Problems to solve:
**A.** Reproduce the passage on Occupy London, starting at the words "It began with" and ending after "by global resistance.", and swap "social media" for "the internet".
**B.** Can you write the next part of the passage on Occupy London, picking up right after its final sentence?

It began with Occupy Wall Street, but nowhere was immune. By harnessing globalisation’s most democratic product – social media – occupiers in multiple countries were able to like, share and learn from one another’s posts. Local anger morphed into an international movement, and global capital was greeted by global resistance.

Activist and filmmaker Chloe Ruthven’s The Occupiers (2016), screening at the Open City Documentary Festival, charts the London iteration of this process. On 15 October 2011, social justice activists attempted to take over Paternoster Square outside the London Stock Exchange. Thwarted by the police, they set up camp outside St. Paul’s Cathedral.

Ruthven was there from day one, although she only started filming three weeks later. She shot hundreds of hours of footage and, with writer Bruce Coker, has stitched together a compelling insider’s account of the 136-day occupation.

We hear first-hand from an eclectic range of voices – George the professional activist, Jess the homeless woman, Emily the middle-class student – about life in the make-shift campsite and what drove them. One participant, Tammy, captures the moment in a very British way: “I love Occupy. It’s about hope. It’s about change. It’s about people getting together and saying, ‘we’re not happy with this’.”

Entries shown:
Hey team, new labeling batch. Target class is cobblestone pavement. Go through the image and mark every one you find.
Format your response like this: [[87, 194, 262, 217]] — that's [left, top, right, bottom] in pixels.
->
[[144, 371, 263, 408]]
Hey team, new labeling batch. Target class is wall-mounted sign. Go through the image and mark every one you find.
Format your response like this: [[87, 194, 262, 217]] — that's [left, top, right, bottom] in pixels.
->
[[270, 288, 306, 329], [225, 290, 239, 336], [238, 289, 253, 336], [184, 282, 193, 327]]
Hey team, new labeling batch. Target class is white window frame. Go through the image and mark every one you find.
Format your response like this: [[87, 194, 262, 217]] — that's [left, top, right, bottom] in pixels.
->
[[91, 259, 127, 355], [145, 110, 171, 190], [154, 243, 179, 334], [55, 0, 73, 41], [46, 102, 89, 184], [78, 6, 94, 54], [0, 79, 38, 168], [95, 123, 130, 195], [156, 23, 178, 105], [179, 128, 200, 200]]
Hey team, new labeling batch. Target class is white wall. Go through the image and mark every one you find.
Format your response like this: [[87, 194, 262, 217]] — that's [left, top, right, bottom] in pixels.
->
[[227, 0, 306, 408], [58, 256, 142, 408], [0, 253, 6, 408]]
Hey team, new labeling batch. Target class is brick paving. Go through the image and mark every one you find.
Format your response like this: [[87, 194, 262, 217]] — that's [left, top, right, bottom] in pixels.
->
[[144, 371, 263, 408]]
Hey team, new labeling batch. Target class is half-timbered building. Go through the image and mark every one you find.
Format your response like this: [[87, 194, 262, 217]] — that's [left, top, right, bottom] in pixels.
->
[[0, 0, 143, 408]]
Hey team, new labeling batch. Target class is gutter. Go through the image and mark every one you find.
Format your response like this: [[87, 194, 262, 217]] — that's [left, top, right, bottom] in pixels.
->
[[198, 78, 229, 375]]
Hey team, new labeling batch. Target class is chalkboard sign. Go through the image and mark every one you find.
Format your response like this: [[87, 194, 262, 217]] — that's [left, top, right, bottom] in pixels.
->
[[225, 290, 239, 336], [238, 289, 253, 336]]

Results for the exercise:
**A.**
It began with Occupy Wall Street, but nowhere was immune. By harnessing globalisation’s most democratic product – the internet – occupiers in multiple countries were able to like, share and learn from one another’s posts. Local anger morphed into an international movement, and global capital was greeted by global resistance.

**B.**
It was also about something more concrete: challenging the power of the Corporation of the City of London, the authority in charge of the UK’s financial centre, and raising the issue of inequality both within and between countries.

Although an activist herself, Ruthven does not shy away from capturing the tensions that run through the group. Darker tendencies soon become apparent, and The Occupiers provides some insight into this.

The camp, like all communities where the barbarians are at the gate, becomes clannish and paranoid. Nerves and tempers are frayed and accusations of “fascist” are thrown at anyone trying to establish order. The duration of the occupation and the unrelenting nature of participatory democracy, where decisions are taken by consensus, wear away at the participants. Drugs and alcohol also play their part.

We see how, in these conditions, group-think can creep in. Emily is sexually assaulted and is reluctant to go to the police out of fear this would divide the protesters. She is made to feel like a scab by some who see her – and not her assailant – as the problem. Solidarity and the need to maintain a united front is used by some here as cover for victim-blaming and assault. 

Conservative media, of course, delighted in the faults of the occupiers. It was easier for them to focus on young lefties indulging in drink and drugs on holy ground, than on the systematic plundering of the global economy by banks.

This is normal practice. Two years later, it would be used by president Erdogan in Turkey. Faced with the Gezi Park protests, Ankara’s apologists in the media manufactured lies about protesters drinking in mosques to divert public opinion from the issues at hand: neoliberal development and authoritarianism.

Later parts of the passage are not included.